►
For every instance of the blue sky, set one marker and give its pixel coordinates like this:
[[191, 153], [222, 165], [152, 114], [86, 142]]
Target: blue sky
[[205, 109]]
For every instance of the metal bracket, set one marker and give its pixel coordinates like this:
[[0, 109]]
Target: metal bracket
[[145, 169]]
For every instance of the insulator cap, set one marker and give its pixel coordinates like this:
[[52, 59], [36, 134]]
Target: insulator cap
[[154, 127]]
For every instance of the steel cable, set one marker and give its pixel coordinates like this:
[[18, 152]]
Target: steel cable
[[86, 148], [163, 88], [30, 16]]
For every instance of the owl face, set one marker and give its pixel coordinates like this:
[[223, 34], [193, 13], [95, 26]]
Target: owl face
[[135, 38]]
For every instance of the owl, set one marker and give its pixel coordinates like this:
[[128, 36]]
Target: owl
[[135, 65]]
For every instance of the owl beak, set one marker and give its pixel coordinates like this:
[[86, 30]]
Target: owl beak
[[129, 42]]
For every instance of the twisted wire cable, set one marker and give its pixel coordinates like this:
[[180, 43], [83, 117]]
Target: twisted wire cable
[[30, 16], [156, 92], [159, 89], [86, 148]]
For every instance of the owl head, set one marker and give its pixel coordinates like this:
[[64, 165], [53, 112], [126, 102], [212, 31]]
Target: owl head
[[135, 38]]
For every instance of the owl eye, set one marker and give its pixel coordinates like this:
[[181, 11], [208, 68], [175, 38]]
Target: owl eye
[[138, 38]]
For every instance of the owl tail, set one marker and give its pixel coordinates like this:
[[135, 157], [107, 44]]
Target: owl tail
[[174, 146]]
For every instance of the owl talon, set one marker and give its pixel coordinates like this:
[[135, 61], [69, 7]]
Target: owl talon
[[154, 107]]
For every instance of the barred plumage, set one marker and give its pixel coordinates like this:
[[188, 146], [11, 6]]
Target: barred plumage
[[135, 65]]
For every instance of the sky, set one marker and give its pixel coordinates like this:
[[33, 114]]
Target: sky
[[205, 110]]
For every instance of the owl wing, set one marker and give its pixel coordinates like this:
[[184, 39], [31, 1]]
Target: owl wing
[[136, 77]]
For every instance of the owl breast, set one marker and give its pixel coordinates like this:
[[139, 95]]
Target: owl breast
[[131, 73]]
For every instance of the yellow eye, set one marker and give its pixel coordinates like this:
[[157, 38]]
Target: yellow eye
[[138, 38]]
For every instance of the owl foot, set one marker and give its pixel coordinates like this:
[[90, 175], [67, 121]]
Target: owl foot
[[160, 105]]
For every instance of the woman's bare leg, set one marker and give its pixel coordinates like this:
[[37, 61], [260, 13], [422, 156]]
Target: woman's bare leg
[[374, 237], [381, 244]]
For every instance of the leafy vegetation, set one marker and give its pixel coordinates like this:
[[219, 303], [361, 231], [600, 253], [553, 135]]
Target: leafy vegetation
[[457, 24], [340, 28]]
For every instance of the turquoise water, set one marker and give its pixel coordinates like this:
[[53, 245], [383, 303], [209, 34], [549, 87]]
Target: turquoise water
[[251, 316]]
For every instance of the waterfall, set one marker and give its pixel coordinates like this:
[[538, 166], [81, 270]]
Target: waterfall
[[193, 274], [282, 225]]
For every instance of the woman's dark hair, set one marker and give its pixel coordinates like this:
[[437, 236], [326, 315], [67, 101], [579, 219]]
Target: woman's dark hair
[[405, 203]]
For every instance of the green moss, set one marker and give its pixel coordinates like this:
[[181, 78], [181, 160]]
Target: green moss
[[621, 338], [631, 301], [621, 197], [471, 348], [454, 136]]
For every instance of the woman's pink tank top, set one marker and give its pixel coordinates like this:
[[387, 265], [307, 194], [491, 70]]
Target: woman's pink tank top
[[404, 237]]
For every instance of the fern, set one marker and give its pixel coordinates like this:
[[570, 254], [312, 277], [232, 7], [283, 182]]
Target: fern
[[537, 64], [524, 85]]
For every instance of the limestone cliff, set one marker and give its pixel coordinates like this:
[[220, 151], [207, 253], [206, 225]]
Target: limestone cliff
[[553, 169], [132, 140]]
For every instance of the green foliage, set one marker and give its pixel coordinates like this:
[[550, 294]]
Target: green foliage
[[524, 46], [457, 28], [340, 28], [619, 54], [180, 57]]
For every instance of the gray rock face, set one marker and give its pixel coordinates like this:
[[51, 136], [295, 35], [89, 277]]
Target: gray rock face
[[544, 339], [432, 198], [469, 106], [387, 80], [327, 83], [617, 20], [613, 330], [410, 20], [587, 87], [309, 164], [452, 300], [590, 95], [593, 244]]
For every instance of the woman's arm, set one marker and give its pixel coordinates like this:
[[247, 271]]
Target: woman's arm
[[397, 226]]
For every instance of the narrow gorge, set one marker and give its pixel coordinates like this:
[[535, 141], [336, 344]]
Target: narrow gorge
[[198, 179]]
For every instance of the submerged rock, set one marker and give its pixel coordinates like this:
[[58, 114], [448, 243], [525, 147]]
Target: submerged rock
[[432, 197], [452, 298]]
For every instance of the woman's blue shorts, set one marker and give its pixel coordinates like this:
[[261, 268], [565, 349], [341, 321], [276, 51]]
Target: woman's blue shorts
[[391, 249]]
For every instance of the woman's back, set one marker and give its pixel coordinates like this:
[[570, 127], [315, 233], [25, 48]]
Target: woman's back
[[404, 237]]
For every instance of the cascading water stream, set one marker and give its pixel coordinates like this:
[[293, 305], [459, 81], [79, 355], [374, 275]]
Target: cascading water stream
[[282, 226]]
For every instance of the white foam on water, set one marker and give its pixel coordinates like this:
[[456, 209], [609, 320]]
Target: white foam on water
◄
→ Directive: Reproduce the data verbatim, starting with the line that contains "For every instance of the fern, set" and going on through the line that contains "[[198, 179]]", including both of those lines.

→ Problem solution:
For every instance of the fern, set one marker and give its pixel coordinates like this:
[[570, 254], [312, 277], [232, 7], [283, 182]]
Target: fern
[[537, 64], [524, 85]]
For every instance of the limestone cliff, set one marker and give its pixel coordinates like this:
[[220, 151], [207, 253], [206, 225]]
Target: limestone cliff
[[553, 169], [132, 140]]
For every instance of the green foliage, set one marker and give its pixel coordinates like this:
[[550, 294]]
Target: green foliage
[[524, 46], [457, 28], [340, 28], [619, 54], [180, 57]]
For every instance of the gray rock face, set one marker and give its pixel coordinates like this:
[[51, 136], [295, 35], [89, 277]]
Target: gray rock face
[[544, 339], [432, 198], [469, 106], [387, 80], [327, 83], [617, 20], [613, 330], [410, 20], [587, 87], [309, 164], [452, 300], [590, 95], [593, 244]]
For every instance of the woman's arm, set one marker and give its pixel coordinates like this:
[[247, 271]]
Target: woman's arm
[[397, 226]]
For every instance of the narrow gorge, set one marker and give its pixel coordinates like this:
[[535, 141], [336, 344]]
Target: narrow gorge
[[198, 179]]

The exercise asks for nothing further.